*Aim 1:* Print the following squid-users message on redirecting all Squid error pages to one, reproducing it in full with no changes.

[squid-users] How to redirect all squid's error pages to one?

Amos Jeffries squid3 at treenet.co.nz
Sat May 20 11:10:19 UTC 2017


On 20/05/17 04:22, Dijxie wrote:
> W dniu 19.05.2017 o 17:16, Amos Jeffries pisze:
>> On 20/05/17 02:55, Dijxie wrote:
>>> W dniu 19.05.2017 o 15:13, Amos Jeffries pisze:
>>>> On 20/05/17 00:44, Dijxie wrote:
>>>>>
>>>>> Hi list,
>>>>>
>>>>> 1. I'd like to redirect **all** squid error pages to one, 
>>>>> universal, preferably internal squid error page. For sure I can 
>>>>> symlink every error page to one, but is there a clener way?
>>>>> I'm not sure if I get it: 
>>>>> http://www.squid-cache.org/Doc/config/deny_info/
>>>>>
>>>>
>>>> deny_info is to provide some non-default response payload (aka. 
>>>> "page") instead of the 403 when an ACL performs administrative 
>>>> denial of access.
>>>>
>>>> As to your purpose; What is this universal message that conveys all 
>>>> possible environmental conditions to the reader in one simple text?
>>>>
>>>> Keep in mind that the reader may not be human; some errors are 
>>>> explanations of indirect problems and only visible when the 
>>>> accompanying machine instructions reach a failure (eg 30x, 401, 407 
>>>> messages); and some are not errors at all but instructions for a 
>>>> user on what they need to do to continue with communication (eg 511 
>>>> login pages).
>>>>
>>>>> 2. And then, using %e code and presumably external js nested in 
>>>>> this page, display more detailed info for some error numbers.
>>>>>
>>>>> Can it be done? Can squid internal web server handle easy js?
>>>>>
>>>>
>>>> Squid is not a web server. On "error" it produces message payloads 
>>>> which happen to contain HTML by default. Modern HTML can contain 
>>>> embedded scripts, but they are not interpreted by Squid as anything 
>>>> beyond opaque characters.

*Aim 2:* Report every line of the listing below that contains the string "post", matching case exactly.

[Dataset records about object locations]
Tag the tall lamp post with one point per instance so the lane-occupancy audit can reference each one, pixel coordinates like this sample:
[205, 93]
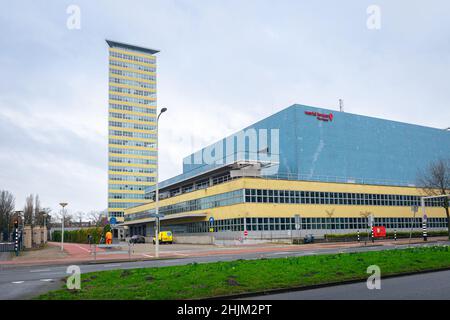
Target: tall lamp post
[19, 216]
[157, 187]
[44, 217]
[62, 204]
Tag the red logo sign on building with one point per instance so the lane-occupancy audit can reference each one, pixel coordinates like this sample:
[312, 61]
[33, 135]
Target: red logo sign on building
[320, 116]
[379, 232]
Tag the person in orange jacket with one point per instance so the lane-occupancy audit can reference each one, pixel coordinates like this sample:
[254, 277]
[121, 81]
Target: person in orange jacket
[108, 237]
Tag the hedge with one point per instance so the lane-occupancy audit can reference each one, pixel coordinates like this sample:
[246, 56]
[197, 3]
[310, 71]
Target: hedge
[79, 236]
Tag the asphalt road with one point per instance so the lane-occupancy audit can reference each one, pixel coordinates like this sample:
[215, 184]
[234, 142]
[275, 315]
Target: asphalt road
[424, 286]
[26, 282]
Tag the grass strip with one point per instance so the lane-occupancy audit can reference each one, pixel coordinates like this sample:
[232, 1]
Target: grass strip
[195, 281]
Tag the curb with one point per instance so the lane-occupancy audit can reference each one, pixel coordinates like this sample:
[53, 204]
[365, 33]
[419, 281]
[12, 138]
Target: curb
[317, 286]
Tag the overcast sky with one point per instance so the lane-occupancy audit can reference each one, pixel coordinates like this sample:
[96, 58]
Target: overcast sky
[223, 65]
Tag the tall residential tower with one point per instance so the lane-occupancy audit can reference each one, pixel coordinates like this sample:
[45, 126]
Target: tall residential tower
[132, 121]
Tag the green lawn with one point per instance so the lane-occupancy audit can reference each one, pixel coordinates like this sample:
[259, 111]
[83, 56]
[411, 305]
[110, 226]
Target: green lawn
[223, 278]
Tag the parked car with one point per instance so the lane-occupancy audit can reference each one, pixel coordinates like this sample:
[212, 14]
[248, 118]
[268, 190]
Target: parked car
[308, 238]
[137, 239]
[164, 237]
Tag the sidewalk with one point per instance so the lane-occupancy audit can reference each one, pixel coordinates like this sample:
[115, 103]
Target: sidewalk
[75, 253]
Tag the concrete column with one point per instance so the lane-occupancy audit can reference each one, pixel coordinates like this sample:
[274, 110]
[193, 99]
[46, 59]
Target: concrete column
[27, 237]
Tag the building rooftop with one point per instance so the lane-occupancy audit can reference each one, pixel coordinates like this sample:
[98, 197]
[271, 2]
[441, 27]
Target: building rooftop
[114, 44]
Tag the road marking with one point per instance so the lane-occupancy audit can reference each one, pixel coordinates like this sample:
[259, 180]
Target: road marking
[112, 265]
[40, 270]
[83, 248]
[273, 253]
[178, 254]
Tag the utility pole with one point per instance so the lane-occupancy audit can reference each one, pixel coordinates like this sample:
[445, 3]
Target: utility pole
[157, 187]
[62, 204]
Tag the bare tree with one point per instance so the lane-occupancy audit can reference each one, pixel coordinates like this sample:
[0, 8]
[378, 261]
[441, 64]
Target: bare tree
[28, 210]
[435, 181]
[7, 203]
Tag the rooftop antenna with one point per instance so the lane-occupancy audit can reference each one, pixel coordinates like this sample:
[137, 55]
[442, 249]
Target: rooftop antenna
[341, 105]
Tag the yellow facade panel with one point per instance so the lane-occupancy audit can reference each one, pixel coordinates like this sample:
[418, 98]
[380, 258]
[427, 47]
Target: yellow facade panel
[133, 53]
[145, 64]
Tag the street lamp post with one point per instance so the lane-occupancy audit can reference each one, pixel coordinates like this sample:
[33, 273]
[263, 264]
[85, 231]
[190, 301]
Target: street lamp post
[62, 204]
[44, 216]
[157, 187]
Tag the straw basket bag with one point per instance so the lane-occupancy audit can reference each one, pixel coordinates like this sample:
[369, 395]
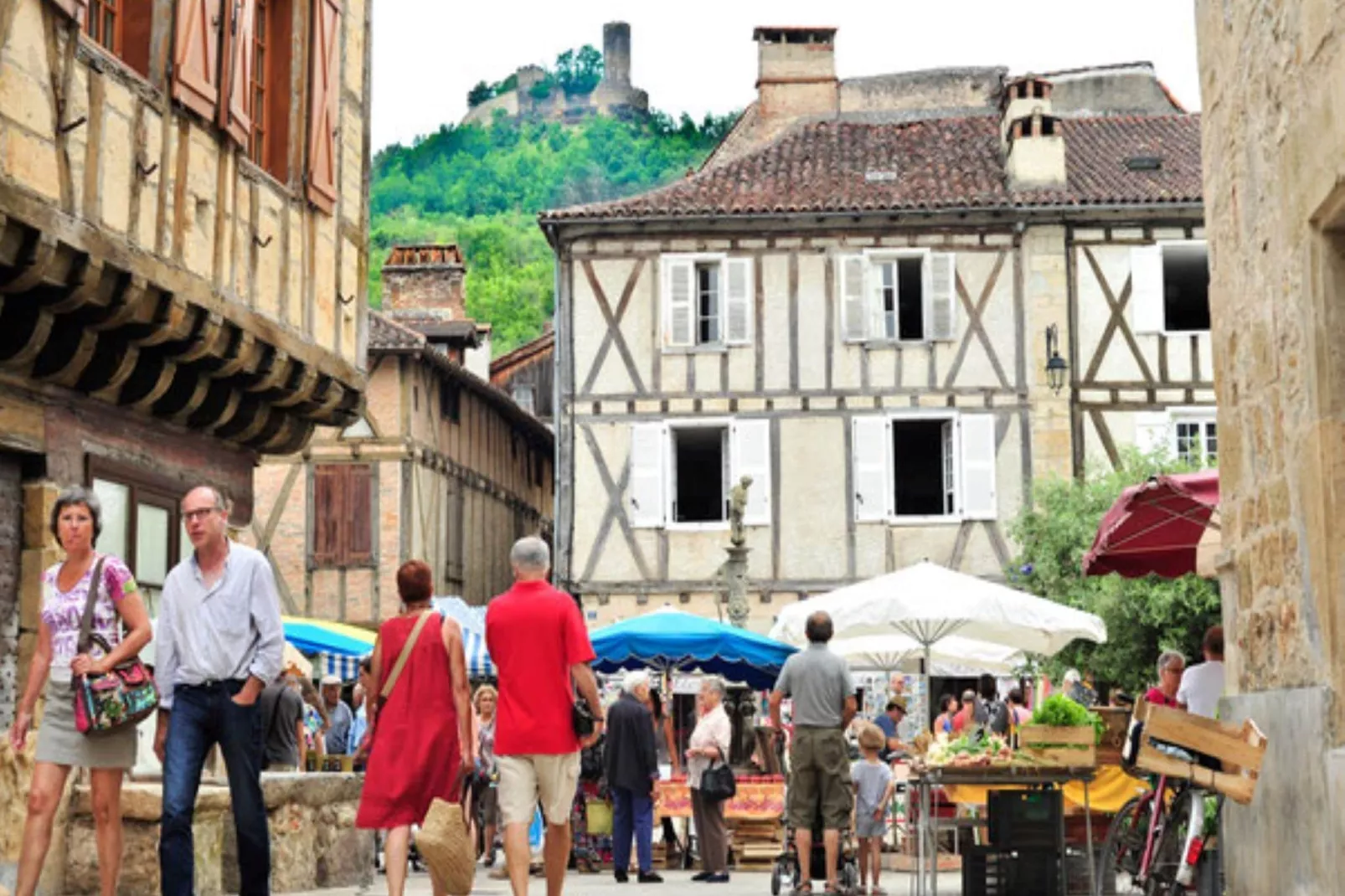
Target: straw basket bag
[446, 845]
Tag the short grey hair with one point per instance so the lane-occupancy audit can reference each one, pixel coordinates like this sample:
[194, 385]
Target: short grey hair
[530, 554]
[75, 497]
[1167, 658]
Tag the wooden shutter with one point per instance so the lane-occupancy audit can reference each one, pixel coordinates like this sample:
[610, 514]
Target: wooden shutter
[942, 290]
[359, 510]
[739, 301]
[195, 55]
[645, 496]
[678, 301]
[235, 116]
[323, 95]
[978, 467]
[872, 468]
[854, 324]
[750, 454]
[1147, 288]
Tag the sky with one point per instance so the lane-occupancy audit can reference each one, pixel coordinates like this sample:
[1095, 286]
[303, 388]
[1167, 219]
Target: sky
[697, 55]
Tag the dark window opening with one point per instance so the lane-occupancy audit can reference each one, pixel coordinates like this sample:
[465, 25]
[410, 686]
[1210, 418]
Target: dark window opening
[699, 455]
[921, 452]
[1185, 288]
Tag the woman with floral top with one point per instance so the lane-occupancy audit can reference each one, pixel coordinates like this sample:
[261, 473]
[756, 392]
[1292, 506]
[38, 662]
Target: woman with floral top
[75, 523]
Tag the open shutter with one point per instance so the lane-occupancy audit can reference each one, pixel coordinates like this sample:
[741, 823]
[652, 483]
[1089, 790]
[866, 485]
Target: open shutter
[978, 467]
[678, 321]
[873, 492]
[195, 55]
[235, 116]
[752, 458]
[940, 281]
[323, 93]
[359, 499]
[645, 496]
[854, 324]
[1147, 288]
[739, 301]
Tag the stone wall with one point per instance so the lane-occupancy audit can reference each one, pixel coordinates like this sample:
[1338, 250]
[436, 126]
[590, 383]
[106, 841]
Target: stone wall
[1273, 82]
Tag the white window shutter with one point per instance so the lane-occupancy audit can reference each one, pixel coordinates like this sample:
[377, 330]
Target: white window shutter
[1147, 288]
[872, 468]
[739, 301]
[940, 280]
[752, 458]
[645, 501]
[854, 324]
[678, 301]
[978, 467]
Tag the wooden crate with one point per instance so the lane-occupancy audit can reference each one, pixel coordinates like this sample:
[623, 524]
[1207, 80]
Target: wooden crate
[1060, 747]
[1240, 749]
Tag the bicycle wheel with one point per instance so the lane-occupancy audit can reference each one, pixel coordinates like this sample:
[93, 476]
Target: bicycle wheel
[1122, 851]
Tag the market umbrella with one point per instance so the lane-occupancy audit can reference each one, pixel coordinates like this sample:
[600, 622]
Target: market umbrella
[1163, 526]
[668, 641]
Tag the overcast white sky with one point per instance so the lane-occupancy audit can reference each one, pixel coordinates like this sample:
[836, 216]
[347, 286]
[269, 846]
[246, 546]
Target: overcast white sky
[697, 55]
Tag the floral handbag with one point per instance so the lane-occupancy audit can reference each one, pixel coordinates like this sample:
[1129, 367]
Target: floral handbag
[117, 698]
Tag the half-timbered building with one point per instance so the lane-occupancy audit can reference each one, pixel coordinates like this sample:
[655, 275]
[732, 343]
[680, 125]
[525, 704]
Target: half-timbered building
[183, 219]
[849, 303]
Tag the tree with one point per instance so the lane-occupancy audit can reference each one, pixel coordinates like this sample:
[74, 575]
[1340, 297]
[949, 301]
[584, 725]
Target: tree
[1143, 616]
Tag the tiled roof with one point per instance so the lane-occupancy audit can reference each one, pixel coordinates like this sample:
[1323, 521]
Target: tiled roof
[934, 164]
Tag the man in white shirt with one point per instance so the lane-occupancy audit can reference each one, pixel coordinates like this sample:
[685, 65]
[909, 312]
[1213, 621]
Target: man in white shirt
[1203, 685]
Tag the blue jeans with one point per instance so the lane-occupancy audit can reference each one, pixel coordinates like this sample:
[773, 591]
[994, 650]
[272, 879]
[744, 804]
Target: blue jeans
[204, 716]
[632, 810]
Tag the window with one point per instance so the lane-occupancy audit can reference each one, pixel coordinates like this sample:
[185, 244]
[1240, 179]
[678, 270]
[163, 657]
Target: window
[343, 516]
[925, 467]
[898, 296]
[706, 301]
[683, 471]
[1171, 287]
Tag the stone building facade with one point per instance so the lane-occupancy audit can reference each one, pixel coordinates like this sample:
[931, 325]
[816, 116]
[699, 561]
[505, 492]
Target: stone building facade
[850, 307]
[1273, 80]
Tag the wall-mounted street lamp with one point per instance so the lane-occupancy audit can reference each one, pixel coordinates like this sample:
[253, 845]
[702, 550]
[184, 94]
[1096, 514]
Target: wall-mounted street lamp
[1056, 366]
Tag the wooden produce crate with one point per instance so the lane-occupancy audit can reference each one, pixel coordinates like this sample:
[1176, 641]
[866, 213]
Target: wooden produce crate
[1060, 747]
[1240, 749]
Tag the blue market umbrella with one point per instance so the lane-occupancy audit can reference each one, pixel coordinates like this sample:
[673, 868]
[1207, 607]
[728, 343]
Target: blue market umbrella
[670, 641]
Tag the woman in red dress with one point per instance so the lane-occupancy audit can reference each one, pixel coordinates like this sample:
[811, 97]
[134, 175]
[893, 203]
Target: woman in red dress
[421, 732]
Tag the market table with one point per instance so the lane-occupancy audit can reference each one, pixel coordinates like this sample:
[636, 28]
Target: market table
[927, 840]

*Full response 1:*
[squid-users] How to redirect all squid's error pages to one?

Amos Jeffries squid3 at treenet.co.nz
Sat May 20 11:10:19 UTC 2017


On 20/05/17 04:22, Dijxie wrote:
> W dniu 19.05.2017 o 17:16, Amos Jeffries pisze:
>> On 20/05/17 02:55, Dijxie wrote:
>>> W dniu 19.05.2017 o 15:13, Amos Jeffries pisze:
>>>> On 20/05/17 00:44, Dijxie wrote:
>>>>>
>>>>> Hi list,
>>>>>
>>>>> 1. I'd like to redirect **all** squid error pages to one, 
>>>>> universal, preferably internal squid error page. For sure I can 
>>>>> symlink every error page to one, but is there a clener way?
>>>>> I'm not sure if I get it: 
>>>>> http://www.squid-cache.org/Doc/config/deny_info/
>>>>>
>>>>
>>>> deny_info is to provide some non-default response payload (aka. 
>>>> "page") instead of the 403 when an ACL performs administrative 
>>>> denial of access.
>>>>
>>>> As to your purpose; What is this universal message that conveys all 
>>>> possible environmental conditions to the reader in one simple text?
>>>>
>>>> Keep in mind that the reader may not be human; some errors are 
>>>> explanations of indirect problems and only visible when the 
>>>> accompanying machine instructions reach a failure (eg 30x, 401, 407 
>>>> messages); and some are not errors at all but instructions for a 
>>>> user on what they need to do to continue with communication (eg 511 
>>>> login pages).
>>>>
>>>>> 2. And then, using %e code and presumably external js nested in 
>>>>> this page, display more detailed info for some error numbers.
>>>>>
>>>>> Can it be done? Can squid internal web server handle easy js?
>>>>>
>>>>
>>>> Squid is not a web server. On "error" it produces message payloads 
>>>> which happen to contain HTML by default. Modern HTML can contain 
>>>> embedded scripts, but they are not interpreted by Squid as anything 
>>>> beyond opaque characters.

*Full response 2:*
Tag the tall lamp post with one point per instance so the lane-occupancy audit can reference each one, pixel coordinates like this sample:
Target: tall lamp post
Tag the street lamp post with one point per instance so the lane-occupancy audit can reference each one, pixel coordinates like this sample:
Target: street lamp post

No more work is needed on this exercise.